_PROBLEM STATEMENT_
The lines to copy are those with "upright" in them. Pull each one from the entries below.

_EXCERPTED DATA_

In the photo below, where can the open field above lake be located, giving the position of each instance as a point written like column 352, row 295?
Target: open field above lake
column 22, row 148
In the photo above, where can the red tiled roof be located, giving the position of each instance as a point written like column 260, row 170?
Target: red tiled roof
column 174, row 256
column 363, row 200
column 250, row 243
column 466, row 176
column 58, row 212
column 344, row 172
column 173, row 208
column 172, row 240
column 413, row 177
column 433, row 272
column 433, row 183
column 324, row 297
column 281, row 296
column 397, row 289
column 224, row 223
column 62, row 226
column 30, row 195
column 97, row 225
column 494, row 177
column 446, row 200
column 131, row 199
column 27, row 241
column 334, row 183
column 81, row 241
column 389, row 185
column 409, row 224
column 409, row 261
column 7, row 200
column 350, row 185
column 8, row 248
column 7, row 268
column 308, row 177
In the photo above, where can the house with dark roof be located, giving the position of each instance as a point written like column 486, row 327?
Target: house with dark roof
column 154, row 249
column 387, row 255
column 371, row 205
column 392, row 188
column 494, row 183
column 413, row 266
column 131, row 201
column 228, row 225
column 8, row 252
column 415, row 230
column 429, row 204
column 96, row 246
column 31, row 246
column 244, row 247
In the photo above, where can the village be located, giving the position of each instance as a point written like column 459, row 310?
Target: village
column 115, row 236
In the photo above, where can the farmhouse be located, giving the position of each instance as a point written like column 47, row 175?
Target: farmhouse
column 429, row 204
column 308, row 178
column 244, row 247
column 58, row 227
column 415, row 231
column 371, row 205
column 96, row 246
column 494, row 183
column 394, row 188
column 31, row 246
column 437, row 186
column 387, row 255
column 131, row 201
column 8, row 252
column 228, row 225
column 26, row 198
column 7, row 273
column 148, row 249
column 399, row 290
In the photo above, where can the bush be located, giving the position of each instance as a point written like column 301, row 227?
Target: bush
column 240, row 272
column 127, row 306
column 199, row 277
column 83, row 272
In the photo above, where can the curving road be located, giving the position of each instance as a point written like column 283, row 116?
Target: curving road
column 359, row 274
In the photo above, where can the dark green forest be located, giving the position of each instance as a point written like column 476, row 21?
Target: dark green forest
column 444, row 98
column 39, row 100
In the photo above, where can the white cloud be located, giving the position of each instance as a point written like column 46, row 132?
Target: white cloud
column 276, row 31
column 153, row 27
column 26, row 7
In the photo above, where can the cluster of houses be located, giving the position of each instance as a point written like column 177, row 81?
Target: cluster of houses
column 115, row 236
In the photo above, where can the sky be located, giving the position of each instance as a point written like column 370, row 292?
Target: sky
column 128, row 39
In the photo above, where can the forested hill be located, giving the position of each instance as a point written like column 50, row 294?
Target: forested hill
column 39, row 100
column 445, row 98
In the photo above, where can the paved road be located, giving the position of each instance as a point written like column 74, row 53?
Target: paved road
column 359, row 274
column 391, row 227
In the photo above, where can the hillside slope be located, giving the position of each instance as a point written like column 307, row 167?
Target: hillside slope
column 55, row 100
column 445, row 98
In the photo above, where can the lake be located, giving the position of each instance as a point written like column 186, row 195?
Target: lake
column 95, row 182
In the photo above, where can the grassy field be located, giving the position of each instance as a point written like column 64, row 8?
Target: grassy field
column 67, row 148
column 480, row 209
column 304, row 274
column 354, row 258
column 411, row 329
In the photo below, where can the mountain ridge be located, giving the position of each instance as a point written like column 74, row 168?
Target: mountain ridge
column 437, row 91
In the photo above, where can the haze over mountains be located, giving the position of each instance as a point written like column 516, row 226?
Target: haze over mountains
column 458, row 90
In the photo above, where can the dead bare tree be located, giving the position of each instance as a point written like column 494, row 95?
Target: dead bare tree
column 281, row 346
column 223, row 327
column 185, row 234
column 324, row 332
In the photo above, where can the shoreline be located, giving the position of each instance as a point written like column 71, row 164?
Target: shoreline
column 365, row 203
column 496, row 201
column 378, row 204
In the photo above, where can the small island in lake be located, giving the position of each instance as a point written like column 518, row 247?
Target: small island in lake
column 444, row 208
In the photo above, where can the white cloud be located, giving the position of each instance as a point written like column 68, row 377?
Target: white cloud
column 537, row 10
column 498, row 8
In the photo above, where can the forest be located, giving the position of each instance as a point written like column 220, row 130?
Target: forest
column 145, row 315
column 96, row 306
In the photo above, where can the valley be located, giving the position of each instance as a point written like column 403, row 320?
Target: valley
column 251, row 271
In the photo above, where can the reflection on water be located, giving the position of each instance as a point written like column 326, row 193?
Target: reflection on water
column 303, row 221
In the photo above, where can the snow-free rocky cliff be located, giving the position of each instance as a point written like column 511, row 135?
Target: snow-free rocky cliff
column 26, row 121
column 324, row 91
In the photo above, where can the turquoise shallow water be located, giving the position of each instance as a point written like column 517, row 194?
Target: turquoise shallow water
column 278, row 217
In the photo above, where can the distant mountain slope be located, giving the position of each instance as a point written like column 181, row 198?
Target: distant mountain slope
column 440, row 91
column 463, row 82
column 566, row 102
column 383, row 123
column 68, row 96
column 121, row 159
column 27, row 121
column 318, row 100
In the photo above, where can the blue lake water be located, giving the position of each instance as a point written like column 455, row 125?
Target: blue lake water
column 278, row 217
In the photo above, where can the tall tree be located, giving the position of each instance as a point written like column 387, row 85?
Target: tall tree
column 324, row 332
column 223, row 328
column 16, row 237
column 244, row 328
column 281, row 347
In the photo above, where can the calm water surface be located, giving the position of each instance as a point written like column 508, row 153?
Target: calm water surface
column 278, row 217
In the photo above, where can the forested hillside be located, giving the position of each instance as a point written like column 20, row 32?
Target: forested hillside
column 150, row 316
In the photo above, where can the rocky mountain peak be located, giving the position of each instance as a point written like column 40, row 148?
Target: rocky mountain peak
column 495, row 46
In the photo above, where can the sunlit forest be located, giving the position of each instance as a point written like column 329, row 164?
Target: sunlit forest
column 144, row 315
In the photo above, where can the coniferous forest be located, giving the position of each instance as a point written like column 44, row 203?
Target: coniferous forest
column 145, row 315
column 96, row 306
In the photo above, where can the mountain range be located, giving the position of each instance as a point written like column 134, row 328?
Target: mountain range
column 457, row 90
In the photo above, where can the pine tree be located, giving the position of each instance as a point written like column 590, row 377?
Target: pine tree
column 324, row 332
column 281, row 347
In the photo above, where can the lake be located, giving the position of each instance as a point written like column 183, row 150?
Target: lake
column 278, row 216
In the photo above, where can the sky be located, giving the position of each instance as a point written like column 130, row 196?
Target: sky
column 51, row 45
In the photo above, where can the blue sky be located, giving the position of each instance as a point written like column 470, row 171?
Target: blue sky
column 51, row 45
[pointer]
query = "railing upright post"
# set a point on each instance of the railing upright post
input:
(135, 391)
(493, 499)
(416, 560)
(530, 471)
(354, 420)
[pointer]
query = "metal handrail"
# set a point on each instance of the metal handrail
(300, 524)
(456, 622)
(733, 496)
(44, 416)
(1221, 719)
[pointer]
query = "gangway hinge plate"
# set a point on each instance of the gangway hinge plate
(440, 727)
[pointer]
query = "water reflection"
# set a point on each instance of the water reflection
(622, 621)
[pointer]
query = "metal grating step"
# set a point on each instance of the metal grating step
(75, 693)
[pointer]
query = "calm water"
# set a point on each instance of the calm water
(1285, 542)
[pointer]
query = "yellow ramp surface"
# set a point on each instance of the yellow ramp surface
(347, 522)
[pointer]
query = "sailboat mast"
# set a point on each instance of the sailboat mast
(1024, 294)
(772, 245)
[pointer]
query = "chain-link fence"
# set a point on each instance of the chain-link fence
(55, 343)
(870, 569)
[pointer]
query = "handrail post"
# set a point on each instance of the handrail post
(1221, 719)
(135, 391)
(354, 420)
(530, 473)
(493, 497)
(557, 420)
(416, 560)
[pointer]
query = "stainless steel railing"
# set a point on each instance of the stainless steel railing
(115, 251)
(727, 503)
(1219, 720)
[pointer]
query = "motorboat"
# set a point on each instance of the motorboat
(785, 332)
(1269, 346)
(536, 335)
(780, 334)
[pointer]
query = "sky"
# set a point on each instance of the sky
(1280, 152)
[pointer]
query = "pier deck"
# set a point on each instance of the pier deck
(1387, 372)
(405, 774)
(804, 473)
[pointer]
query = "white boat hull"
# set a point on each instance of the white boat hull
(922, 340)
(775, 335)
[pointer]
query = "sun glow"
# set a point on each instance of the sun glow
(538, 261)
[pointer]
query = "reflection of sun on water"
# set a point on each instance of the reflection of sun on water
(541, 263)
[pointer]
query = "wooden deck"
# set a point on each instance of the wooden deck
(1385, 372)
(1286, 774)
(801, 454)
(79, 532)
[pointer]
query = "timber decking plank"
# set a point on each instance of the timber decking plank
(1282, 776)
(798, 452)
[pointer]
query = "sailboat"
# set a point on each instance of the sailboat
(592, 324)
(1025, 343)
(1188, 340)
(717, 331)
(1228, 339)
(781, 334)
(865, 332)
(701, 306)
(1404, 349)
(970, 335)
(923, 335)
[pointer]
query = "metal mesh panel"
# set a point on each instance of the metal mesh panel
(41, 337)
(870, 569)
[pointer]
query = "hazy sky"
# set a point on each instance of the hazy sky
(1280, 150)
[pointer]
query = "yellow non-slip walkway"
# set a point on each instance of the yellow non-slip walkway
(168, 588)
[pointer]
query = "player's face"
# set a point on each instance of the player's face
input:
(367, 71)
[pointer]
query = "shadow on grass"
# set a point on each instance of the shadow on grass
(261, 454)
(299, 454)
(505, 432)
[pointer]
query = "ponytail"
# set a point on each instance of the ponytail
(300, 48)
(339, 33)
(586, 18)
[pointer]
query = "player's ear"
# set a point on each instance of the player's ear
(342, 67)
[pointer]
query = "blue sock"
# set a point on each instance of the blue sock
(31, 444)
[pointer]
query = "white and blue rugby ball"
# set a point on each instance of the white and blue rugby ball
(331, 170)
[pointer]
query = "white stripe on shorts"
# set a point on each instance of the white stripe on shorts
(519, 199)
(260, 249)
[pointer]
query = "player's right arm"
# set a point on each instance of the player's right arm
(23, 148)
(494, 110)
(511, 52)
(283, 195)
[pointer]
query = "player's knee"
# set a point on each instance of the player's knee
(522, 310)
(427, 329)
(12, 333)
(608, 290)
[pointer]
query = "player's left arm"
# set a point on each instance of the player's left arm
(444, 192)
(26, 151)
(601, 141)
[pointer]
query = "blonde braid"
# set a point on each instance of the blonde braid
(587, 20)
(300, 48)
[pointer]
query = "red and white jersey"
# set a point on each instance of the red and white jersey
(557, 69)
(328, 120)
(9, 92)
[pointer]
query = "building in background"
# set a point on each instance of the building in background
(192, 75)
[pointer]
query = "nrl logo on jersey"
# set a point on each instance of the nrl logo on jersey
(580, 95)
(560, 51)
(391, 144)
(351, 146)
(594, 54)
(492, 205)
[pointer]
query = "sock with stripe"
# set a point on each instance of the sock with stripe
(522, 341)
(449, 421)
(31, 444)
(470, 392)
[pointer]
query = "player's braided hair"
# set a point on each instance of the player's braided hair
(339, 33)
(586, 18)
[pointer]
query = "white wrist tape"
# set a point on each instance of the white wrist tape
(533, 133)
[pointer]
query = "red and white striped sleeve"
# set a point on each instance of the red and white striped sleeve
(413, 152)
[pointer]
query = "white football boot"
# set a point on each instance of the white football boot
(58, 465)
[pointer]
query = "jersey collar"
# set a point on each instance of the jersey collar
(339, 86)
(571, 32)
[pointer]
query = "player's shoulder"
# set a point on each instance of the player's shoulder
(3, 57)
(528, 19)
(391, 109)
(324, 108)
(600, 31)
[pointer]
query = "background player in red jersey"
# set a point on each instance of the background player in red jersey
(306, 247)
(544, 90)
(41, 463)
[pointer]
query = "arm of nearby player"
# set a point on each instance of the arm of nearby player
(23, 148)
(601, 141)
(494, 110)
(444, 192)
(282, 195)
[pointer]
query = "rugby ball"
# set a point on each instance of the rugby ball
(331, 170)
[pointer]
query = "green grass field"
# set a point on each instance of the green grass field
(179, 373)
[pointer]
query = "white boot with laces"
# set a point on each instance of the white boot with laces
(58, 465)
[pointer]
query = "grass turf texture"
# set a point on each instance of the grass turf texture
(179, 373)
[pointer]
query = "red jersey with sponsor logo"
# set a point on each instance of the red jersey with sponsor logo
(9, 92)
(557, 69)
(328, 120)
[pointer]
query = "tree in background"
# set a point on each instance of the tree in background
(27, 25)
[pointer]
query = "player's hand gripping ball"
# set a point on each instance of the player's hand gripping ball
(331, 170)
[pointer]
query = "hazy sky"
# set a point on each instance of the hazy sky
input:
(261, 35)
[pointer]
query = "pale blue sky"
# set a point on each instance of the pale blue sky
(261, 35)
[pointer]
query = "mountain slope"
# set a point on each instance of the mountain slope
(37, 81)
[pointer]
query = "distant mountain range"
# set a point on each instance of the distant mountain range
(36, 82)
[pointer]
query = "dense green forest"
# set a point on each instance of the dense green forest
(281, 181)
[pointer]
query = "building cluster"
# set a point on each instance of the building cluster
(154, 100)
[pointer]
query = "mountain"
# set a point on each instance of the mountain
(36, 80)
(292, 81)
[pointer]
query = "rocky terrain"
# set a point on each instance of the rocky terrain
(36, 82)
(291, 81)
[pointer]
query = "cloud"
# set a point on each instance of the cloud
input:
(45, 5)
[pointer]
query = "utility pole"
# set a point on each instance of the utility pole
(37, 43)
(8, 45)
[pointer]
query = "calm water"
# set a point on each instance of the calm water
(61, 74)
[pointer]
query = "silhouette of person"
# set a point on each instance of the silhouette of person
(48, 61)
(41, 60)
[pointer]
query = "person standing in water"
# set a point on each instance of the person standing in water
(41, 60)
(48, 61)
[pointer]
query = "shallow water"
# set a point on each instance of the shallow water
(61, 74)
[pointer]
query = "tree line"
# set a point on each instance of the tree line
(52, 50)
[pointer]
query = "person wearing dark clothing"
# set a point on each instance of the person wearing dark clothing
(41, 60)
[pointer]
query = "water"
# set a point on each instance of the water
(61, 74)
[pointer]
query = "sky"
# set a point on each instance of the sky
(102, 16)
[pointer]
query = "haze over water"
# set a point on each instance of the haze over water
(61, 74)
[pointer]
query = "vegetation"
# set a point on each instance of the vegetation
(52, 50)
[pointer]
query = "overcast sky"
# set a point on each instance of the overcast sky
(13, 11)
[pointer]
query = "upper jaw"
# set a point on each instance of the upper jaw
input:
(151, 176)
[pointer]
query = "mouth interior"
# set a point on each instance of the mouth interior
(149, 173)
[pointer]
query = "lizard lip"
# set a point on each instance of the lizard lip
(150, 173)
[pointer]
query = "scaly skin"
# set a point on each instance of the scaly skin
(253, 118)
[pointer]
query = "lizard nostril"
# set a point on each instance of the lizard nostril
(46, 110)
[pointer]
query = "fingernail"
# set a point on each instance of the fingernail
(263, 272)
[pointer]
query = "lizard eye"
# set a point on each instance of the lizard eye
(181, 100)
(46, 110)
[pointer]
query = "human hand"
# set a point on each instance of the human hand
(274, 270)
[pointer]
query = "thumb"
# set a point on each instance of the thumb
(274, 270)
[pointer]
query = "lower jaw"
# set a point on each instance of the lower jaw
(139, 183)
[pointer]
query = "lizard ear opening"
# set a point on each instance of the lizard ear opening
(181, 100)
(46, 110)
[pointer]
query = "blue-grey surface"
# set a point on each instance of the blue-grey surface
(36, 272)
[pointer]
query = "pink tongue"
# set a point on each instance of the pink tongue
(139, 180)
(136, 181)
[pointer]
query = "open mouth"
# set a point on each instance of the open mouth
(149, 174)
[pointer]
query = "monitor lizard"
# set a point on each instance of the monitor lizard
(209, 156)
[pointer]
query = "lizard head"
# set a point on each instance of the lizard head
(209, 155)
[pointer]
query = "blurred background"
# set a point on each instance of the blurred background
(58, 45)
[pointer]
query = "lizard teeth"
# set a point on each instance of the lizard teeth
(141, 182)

_WORKED SOLUTION_
query = "railing upright post"
# set a point on each instance of the railing upright post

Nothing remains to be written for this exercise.